Source extract:
Many AI companies have tweaked algorithms and upgraded gadgets, systems and technologies in a variety of ways to adapt them to fight the virus.

Yitu Technology, an AI startup, has developed an intelligent imaging evaluation system, which is being used at the Shanghai Public Health Clinical Center to help diagnose cases of novel coronavirus pneumonia.

The system provides a more-efficient and accurate decision-making basis for clinicians and helps with infection prevention and control.

Measuring body temperature is also hugely important in curbing the spread of the virus. SenseTime, an AI pioneer specializing in computer vision and deep learning, has come up with a screening system for fever that integrates sophisticated AI algorithms with infrared thermal technology.

The system can scan up to 10 people per second without direct contact and identify individuals remotely who show symptoms of fever, as well as anyone not wearing a face mask, before notifying the personnel on duty.

Raymond Wang said, "AI helps a lot with medicine development, epidemic forecasting and control, and AI-driven robots will take more responsibility, especially in situations where no contact is expected."

Meanwhile, agricultural drones have been converted into autonomous precision-spraying tools-highly effective alternatives to large machines for accurately releasing disinfectant in public areas.

Entries provided:

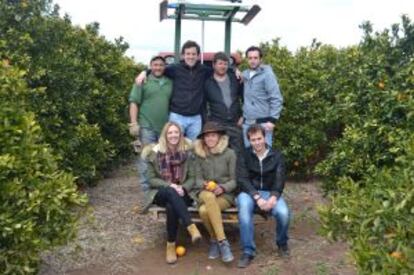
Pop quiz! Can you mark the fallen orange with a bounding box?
[206,180,217,191]
[175,245,185,257]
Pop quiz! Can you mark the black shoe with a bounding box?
[277,244,290,258]
[237,253,254,268]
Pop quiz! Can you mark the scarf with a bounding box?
[157,151,187,184]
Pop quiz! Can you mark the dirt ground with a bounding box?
[40,165,356,275]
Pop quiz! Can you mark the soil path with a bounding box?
[40,166,356,275]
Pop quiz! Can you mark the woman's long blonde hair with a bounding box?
[158,121,186,153]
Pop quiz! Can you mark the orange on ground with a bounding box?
[175,245,185,257]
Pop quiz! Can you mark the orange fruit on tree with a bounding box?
[206,180,217,191]
[175,245,185,257]
[390,251,402,260]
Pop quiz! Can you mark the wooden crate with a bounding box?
[149,205,267,224]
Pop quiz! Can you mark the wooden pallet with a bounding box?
[149,205,267,224]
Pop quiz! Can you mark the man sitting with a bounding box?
[236,124,290,268]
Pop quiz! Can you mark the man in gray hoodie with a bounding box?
[243,46,283,147]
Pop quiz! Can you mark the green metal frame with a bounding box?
[160,0,261,60]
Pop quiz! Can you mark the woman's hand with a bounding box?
[170,183,184,197]
[213,185,224,197]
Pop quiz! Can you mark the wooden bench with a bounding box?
[149,205,267,224]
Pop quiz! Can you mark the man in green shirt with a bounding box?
[129,56,172,190]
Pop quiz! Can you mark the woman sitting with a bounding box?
[194,122,236,262]
[143,122,201,264]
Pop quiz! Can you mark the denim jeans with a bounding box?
[170,112,202,140]
[236,191,290,256]
[137,127,159,192]
[243,123,273,148]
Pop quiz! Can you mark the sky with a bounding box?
[54,0,414,64]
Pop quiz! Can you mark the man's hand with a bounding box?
[129,122,139,137]
[170,183,184,197]
[263,121,275,131]
[213,185,224,197]
[237,116,244,127]
[256,198,267,211]
[135,70,147,86]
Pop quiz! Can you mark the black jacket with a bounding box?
[165,61,213,116]
[204,71,243,124]
[237,147,285,198]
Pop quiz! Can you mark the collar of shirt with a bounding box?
[253,148,269,162]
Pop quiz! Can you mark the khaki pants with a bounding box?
[198,191,231,241]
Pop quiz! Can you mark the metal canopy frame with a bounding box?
[160,0,261,60]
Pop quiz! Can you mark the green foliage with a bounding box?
[0,64,86,274]
[262,16,414,274]
[0,0,141,183]
[320,136,414,274]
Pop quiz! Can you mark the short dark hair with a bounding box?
[213,52,230,63]
[150,55,165,64]
[181,40,200,54]
[246,46,263,58]
[246,124,266,140]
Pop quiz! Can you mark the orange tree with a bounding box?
[0,0,137,183]
[0,61,86,274]
[262,16,414,274]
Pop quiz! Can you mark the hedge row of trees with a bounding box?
[263,16,414,274]
[0,0,414,274]
[0,0,141,274]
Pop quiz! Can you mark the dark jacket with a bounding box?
[204,72,243,124]
[237,148,285,198]
[165,61,213,116]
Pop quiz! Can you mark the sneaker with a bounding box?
[219,240,234,263]
[208,240,220,259]
[237,253,254,268]
[277,244,290,258]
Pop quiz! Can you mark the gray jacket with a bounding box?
[243,65,283,124]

Work task A:
According to the passage on AI and the coronavirus, how many people per second can SenseTime's fever screening system scan?
Work task B:
Echo everything in the passage on AI and the coronavirus from "Yitu Technology, an" down to "infrared thermal technology.".
Work task C:
Give what follows the last sentence of the passage on AI and the coronavirus.
The records stand apart from the passage on AI and the coronavirus.

Answer space A:
Up to 10 people per second.

Answer space B:
Yitu Technology, an AI startup, has developed an intelligent imaging evaluation system, which is being used at the Shanghai Public Health Clinical Center to help diagnose cases of novel coronavirus pneumonia.

The system provides a more-efficient and accurate decision-making basis for clinicians and helps with infection prevention and control.

Measuring body temperature is also hugely important in curbing the spread of the virus. SenseTime, an AI pioneer specializing in computer vision and deep learning, has come up with a screening system for fever that integrates sophisticated AI algorithms with infrared thermal technology.

Answer space C:
DJI, the world's largest commercial drone manufacturer by market share, has used its agricultural devices to spray disinfectant in residential areas, hospitals and waste treatment plants.

To date, the drones have sprayed disinfectant over 600 million square meters nationwide. Spraying can be completed 50 times faster than using traditional methods, and the drones can also be used remotely to measure temperatures in many communities and at roadside checkpoints.

Zhang Jiaxing, an AI expert, said people are increasingly adapting to new lifestyles.

As a result, online education, working remotely and robot deliveries backed by cutting-edge technologies, such as the internet of things, big data and cloud computing, have been given a significant boost and are expected to maintain growth momentum when the outbreak ends.